### OBJECTIVE
Edit the data below by changing "receives one dot" to "gets a single dot" everywhere it occurs, and keep every other word unchanged.

Point annotation records:
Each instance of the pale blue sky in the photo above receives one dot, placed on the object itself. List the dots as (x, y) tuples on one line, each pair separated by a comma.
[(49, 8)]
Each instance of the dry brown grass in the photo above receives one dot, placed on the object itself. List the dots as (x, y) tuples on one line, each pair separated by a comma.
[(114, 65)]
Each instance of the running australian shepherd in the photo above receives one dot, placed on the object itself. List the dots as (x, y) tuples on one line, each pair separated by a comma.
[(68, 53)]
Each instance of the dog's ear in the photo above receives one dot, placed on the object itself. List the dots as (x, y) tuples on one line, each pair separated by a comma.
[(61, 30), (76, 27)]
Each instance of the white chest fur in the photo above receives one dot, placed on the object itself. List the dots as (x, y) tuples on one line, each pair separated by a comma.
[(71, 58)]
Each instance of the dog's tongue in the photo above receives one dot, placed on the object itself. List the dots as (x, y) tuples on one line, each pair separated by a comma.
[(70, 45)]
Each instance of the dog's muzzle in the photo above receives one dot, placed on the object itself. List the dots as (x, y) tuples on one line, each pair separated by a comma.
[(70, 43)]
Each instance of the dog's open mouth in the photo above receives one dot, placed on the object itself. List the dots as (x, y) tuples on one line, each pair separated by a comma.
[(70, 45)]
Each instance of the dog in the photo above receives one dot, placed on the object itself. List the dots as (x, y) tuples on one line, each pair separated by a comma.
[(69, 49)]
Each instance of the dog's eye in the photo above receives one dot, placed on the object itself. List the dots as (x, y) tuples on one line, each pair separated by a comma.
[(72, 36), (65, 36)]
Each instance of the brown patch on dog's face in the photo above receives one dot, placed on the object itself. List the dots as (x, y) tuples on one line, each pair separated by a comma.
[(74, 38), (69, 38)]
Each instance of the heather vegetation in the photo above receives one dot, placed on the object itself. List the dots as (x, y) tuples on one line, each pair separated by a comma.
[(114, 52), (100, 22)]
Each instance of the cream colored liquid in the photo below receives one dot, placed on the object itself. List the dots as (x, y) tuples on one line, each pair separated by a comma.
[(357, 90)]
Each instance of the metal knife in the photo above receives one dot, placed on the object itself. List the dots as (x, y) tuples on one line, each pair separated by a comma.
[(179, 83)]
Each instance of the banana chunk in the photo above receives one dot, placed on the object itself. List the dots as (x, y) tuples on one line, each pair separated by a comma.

### WRITTEN ANSWER
Each instance of the pale blue sky in the photo above gets a single dot, placed on the object itself. List the dots as (x, y) tuples on one line, each pair separated by a comma.
[(49, 8)]
Each instance of the dry brown grass in the photo above gets a single dot, placed on the object itself. List the dots as (x, y) tuples on one line, each pair separated by a comma.
[(114, 65)]
Each instance of the running australian shepherd in the photo above gets a single dot, placed on the object itself. List the dots as (x, y) tuples on one line, each pair separated by a comma.
[(68, 53)]
Each instance of the dog's ear in the photo above gets a single dot, placed on the object itself. List the dots as (x, y) tuples on one line, each pair separated by a comma.
[(61, 30), (76, 27)]
Each instance of the white chest fur in the photo above gets a single dot, placed on the object itself. List the dots as (x, y) tuples on one line, each pair separated by a comma.
[(71, 58)]
Each instance of the dog's tongue in the photo above gets a single dot, placed on the object itself. List the dots as (x, y) tuples on one line, each pair separated by a comma.
[(70, 45)]
Each instance of the dog's muzzle in the photo above gets a single dot, placed on the object itself. List the dots as (x, y) tuples on one line, each pair separated by a comma.
[(70, 43)]
Each instance of the dog's open mouth in the photo above gets a single dot, placed on the object itself. List the dots as (x, y) tuples on one line, each pair separated by a comma.
[(70, 45)]
Each instance of the dog in the photo above gets a single dot, placed on the object itself. List the dots as (x, y) tuples on one line, each pair separated by a comma.
[(69, 49)]
Each instance of the dog's eye in the photo above gets a single dot, placed on the object itself. List the dots as (x, y) tuples on one line, each pair separated by a comma.
[(72, 36), (65, 36)]
Each instance of the brown patch on dog's face in the photo above gets a single dot, placed on the object itself. List the dots as (x, y) tuples on one line, each pair separated by a comma.
[(74, 38), (69, 38)]
Each instance of the heather vegetation in the photo above gets a single dot, placed on the object itself. List the dots as (x, y) tuples on one line, each pair separated by a comma.
[(114, 52), (100, 22)]
Each instance of the cream colored liquid in the photo below gets a single dot, placed on the object itself. List the dots as (x, y) tuples on one line, each pair separated by a comma.
[(357, 90)]
Each instance of the metal knife in the photo above gets a single dot, placed on the object itself. List the dots as (x, y) tuples on one line, each pair separated by a comma.
[(179, 83)]
Each instance of the banana chunk in the photo above gets a single dot, placed on the object itself. List the dots as (x, y) tuples on one line, each pair separated by a comma.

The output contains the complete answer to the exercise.